__GIVEN DATA__.
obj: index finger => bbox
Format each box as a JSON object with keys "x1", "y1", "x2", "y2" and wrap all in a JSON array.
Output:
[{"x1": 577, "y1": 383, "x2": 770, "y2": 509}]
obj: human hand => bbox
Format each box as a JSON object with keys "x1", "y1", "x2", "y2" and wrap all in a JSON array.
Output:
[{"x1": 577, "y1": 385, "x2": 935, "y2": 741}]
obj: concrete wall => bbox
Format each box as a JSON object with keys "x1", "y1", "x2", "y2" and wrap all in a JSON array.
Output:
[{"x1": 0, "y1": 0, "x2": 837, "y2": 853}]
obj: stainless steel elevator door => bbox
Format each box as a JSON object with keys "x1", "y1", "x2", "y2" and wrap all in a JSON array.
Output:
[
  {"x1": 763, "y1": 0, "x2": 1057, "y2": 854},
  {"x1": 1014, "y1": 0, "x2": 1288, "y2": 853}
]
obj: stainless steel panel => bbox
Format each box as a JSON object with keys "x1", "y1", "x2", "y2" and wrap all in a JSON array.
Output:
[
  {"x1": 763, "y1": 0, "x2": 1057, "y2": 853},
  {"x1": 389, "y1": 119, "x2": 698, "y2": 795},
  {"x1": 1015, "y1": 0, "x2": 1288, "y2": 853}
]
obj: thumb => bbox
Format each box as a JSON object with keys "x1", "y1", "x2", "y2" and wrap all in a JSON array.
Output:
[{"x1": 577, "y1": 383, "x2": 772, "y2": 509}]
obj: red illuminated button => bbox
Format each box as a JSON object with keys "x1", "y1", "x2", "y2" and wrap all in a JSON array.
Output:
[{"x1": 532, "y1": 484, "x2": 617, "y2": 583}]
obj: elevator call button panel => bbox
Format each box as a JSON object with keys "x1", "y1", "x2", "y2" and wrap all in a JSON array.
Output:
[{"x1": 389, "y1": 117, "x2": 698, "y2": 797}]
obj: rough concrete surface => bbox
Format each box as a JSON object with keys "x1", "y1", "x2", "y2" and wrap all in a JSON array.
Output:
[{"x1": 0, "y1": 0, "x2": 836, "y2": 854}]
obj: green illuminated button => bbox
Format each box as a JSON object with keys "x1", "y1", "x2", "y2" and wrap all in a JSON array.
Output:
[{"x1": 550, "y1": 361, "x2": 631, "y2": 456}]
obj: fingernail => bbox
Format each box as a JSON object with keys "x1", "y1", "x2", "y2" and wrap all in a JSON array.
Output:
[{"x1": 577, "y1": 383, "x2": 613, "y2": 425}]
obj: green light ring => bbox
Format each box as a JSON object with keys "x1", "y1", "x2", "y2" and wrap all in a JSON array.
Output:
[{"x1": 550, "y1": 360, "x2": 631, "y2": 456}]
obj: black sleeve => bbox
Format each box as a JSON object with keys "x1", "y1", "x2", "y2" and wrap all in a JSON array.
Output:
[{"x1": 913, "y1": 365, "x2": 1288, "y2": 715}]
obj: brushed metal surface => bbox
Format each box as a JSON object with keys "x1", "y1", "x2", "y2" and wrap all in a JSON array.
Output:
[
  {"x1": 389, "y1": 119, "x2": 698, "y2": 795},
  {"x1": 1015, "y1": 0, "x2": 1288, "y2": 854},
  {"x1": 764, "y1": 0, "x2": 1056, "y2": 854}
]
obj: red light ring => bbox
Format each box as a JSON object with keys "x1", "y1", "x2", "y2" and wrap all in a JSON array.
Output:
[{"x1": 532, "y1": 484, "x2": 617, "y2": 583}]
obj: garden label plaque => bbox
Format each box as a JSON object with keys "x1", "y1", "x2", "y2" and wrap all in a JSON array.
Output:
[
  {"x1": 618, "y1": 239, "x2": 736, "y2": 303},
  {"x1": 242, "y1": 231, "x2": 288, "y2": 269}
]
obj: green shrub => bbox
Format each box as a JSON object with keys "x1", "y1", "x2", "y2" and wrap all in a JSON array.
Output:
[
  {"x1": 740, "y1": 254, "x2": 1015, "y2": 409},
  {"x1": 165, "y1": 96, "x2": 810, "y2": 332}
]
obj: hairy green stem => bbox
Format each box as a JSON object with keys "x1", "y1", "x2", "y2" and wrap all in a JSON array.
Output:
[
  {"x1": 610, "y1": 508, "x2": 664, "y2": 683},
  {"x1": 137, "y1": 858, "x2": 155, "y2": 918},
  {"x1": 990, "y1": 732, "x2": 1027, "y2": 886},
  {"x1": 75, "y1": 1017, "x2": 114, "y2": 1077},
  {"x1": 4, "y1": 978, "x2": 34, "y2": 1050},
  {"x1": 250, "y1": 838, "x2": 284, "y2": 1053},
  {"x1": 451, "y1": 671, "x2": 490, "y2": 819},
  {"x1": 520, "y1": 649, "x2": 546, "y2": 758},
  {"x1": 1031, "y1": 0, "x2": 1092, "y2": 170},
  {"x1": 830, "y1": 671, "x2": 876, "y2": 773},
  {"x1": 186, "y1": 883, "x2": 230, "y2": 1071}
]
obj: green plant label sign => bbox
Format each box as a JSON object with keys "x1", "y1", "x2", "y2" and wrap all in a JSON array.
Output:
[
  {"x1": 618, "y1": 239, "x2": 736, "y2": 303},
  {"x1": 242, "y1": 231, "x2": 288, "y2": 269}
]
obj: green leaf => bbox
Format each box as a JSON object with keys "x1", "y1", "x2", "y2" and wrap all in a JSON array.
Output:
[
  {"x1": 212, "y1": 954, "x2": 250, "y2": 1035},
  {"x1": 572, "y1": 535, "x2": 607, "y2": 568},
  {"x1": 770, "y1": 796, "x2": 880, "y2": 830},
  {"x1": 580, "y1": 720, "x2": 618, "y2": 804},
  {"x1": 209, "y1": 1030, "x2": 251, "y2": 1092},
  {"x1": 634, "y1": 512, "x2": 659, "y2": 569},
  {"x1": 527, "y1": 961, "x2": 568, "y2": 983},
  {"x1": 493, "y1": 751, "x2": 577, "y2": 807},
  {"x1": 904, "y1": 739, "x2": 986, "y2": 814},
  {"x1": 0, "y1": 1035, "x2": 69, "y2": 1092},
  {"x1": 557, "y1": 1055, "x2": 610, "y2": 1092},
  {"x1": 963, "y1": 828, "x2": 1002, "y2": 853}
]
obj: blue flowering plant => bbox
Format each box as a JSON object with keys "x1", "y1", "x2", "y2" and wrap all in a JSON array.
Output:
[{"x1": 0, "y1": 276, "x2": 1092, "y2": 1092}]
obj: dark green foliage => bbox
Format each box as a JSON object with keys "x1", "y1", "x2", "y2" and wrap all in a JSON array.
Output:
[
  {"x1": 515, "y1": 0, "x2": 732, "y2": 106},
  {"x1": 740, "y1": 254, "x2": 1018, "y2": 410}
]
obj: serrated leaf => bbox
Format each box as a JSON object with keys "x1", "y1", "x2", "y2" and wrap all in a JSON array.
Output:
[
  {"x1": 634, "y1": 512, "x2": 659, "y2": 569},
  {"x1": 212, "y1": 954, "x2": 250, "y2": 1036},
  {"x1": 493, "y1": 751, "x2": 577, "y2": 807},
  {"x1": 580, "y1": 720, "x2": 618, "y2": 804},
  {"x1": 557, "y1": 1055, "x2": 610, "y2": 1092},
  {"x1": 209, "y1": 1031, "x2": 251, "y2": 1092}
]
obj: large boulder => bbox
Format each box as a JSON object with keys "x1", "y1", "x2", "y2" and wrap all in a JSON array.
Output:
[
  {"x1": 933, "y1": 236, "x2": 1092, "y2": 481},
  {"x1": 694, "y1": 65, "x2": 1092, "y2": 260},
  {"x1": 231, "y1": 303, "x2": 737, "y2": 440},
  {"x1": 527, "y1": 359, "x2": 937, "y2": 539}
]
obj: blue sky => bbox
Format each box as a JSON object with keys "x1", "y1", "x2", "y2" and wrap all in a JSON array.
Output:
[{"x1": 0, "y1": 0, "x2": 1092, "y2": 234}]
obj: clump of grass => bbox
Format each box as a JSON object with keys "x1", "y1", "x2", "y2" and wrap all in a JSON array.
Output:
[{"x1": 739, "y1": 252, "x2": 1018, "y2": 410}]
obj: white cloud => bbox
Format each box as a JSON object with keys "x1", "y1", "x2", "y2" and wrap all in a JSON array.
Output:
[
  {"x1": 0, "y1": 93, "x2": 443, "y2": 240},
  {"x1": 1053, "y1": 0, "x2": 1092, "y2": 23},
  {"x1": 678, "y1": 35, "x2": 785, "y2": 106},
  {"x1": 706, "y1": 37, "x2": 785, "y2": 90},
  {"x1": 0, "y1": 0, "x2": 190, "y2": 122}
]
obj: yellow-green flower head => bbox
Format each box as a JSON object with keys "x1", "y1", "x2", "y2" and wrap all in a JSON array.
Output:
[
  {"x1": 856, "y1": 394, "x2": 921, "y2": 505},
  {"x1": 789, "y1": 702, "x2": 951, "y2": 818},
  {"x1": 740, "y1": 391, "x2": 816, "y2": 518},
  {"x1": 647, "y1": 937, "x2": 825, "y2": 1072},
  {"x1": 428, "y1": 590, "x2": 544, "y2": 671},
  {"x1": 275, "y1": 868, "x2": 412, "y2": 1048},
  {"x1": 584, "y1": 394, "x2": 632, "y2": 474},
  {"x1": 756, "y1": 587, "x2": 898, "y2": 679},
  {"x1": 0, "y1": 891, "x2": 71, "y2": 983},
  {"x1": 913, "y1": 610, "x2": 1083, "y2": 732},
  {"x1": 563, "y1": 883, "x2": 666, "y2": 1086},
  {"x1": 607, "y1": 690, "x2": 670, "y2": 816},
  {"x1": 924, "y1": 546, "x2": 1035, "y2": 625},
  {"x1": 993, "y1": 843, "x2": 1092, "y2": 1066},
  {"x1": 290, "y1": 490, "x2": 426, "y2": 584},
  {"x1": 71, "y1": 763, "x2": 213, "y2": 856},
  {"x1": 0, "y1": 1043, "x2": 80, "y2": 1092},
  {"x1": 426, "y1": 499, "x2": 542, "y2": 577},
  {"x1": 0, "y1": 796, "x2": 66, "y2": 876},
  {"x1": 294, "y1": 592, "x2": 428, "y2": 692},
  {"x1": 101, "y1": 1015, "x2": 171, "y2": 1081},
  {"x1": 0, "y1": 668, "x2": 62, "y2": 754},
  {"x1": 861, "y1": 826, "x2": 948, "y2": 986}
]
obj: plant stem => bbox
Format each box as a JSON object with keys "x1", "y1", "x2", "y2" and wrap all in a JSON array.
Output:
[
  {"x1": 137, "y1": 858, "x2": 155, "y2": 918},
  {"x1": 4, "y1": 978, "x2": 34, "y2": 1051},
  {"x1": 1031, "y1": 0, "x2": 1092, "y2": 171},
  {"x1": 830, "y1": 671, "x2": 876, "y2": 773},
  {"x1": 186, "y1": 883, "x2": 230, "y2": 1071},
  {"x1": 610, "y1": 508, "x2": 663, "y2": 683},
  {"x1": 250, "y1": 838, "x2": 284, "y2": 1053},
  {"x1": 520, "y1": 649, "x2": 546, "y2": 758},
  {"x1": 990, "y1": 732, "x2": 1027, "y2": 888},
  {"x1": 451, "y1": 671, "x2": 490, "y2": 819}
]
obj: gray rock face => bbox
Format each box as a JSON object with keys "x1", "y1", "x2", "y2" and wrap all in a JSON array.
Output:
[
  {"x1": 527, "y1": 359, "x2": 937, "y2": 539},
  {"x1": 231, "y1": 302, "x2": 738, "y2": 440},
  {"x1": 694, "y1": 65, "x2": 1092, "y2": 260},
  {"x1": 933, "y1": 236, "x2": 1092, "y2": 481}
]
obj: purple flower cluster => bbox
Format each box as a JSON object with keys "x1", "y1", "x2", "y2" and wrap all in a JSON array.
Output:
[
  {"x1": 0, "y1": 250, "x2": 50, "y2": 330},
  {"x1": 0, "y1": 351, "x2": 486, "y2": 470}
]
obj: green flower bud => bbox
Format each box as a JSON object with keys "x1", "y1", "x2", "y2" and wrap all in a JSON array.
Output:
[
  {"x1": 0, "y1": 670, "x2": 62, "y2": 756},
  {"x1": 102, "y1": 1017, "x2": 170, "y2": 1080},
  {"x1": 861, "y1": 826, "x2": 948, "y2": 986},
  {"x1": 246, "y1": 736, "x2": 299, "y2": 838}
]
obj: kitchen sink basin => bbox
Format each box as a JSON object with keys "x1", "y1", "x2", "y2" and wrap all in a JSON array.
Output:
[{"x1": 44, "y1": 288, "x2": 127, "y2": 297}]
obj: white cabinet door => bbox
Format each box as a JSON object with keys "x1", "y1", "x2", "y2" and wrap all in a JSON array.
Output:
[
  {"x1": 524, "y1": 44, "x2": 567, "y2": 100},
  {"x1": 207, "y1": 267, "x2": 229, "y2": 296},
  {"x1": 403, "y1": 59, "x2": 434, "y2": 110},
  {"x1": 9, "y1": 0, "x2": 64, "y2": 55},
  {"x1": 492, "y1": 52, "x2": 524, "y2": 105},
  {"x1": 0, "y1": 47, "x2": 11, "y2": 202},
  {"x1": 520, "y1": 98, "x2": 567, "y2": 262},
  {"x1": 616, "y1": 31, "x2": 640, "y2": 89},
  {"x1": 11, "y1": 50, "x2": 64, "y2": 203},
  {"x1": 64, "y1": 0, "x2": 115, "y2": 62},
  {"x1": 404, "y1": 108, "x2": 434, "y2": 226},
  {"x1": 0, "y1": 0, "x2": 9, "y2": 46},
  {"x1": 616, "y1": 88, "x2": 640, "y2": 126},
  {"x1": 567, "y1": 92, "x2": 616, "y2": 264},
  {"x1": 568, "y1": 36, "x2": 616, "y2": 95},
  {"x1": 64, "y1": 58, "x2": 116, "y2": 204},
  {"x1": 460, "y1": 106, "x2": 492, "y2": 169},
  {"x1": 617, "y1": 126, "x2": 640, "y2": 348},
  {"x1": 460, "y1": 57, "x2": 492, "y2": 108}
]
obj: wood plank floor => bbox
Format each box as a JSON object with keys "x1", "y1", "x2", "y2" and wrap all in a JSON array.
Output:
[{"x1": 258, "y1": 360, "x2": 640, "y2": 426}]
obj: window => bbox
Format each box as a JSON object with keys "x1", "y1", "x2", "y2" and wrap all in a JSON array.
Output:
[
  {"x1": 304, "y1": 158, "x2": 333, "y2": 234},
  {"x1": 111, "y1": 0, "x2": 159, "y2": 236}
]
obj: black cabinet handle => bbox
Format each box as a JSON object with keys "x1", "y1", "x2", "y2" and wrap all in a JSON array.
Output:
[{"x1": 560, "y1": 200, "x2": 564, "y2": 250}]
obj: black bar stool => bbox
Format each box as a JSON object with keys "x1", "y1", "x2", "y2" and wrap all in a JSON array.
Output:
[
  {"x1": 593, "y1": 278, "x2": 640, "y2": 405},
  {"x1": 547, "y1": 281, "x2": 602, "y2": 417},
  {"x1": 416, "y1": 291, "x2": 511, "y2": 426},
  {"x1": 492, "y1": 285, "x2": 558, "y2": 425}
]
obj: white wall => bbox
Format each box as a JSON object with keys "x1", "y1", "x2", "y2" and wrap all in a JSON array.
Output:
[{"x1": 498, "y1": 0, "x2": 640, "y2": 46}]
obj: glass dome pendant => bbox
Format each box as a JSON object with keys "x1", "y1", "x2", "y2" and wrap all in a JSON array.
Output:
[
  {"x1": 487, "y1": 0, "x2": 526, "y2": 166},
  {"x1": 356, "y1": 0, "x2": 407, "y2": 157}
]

__WHAT IS ASKED__.
Print again the material above, limited to the lines from the one holding "obj: wood plank floor => bbox" through the last, inclusive.

__EXERCISE SOLUTION__.
obj: wood plank floor => bbox
Format each box as a JSON object with keys "x1", "y1", "x2", "y2" and wrap all in a JSON array.
Output:
[{"x1": 258, "y1": 360, "x2": 640, "y2": 426}]
obj: window => bbox
Format each box as a JSON object with keys "x1", "y1", "x2", "y2" and wrap all in a JSON array.
Output:
[
  {"x1": 304, "y1": 158, "x2": 333, "y2": 234},
  {"x1": 111, "y1": 0, "x2": 159, "y2": 236}
]
obj: black cabinet handle => bbox
Format each box as a JSON object with keys "x1", "y1", "x2", "y2" and wrap all in a JSON array.
Output:
[{"x1": 560, "y1": 200, "x2": 564, "y2": 250}]
obj: black bar stool => bbox
Format each box as a JSON object with keys "x1", "y1", "x2", "y2" and wrap all in a JSON array.
Output:
[
  {"x1": 593, "y1": 278, "x2": 640, "y2": 405},
  {"x1": 547, "y1": 281, "x2": 602, "y2": 417},
  {"x1": 416, "y1": 291, "x2": 511, "y2": 426},
  {"x1": 492, "y1": 285, "x2": 558, "y2": 425}
]
obj: white wall => bbox
Format each box as a JSON object with keys "x1", "y1", "x2", "y2" and wrap all in a JSON array.
Output:
[{"x1": 498, "y1": 0, "x2": 640, "y2": 46}]
obj: glass dome pendant => bbox
Format each box as a JSON object with keys "x1", "y1", "x2", "y2" and wrap all in a JSON array.
Output:
[
  {"x1": 487, "y1": 0, "x2": 526, "y2": 166},
  {"x1": 356, "y1": 0, "x2": 407, "y2": 157}
]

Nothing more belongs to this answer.